◆ **Brief**
Gather every line of the rows below that contains the string "window", treating uppercase and lowercase letters as distinct.

◆ **Data lines**
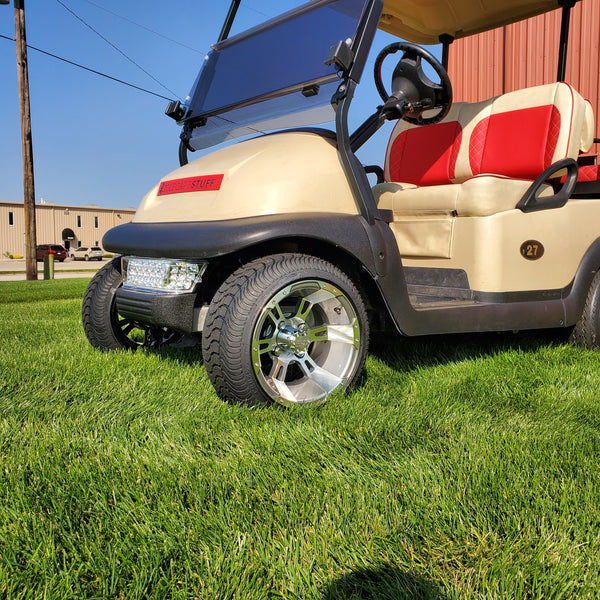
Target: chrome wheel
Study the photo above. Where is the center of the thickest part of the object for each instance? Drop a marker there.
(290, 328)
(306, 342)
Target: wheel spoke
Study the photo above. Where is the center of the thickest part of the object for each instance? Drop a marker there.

...

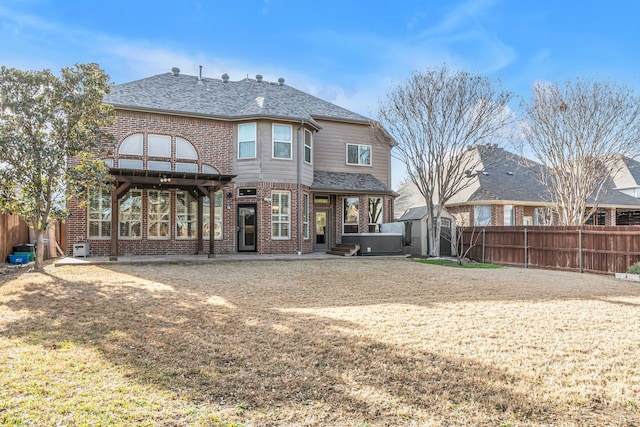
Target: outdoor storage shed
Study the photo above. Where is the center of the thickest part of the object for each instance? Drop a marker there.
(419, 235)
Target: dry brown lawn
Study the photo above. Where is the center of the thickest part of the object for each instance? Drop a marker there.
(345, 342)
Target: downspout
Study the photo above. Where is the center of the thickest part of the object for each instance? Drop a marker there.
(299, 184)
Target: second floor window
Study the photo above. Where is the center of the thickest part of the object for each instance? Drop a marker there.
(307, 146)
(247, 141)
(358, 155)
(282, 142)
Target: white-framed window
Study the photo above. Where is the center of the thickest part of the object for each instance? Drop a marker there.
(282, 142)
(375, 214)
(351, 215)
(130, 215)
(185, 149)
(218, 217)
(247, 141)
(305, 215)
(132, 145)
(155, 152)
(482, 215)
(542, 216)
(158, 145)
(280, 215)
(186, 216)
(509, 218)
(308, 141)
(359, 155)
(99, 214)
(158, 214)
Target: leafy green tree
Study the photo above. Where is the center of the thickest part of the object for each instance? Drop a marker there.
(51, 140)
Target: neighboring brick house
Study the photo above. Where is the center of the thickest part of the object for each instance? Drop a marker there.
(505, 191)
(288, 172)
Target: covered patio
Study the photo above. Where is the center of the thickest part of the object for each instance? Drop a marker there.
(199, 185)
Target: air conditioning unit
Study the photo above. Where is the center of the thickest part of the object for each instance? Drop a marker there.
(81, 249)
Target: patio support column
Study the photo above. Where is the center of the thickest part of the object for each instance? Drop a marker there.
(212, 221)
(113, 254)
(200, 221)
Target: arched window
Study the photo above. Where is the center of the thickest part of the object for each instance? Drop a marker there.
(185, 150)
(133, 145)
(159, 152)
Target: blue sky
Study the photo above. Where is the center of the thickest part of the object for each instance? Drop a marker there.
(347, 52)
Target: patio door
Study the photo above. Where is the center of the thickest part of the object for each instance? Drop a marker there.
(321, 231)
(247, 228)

◆ **Finished task**
Target: second floor window
Target: white-framed window
Target: arched window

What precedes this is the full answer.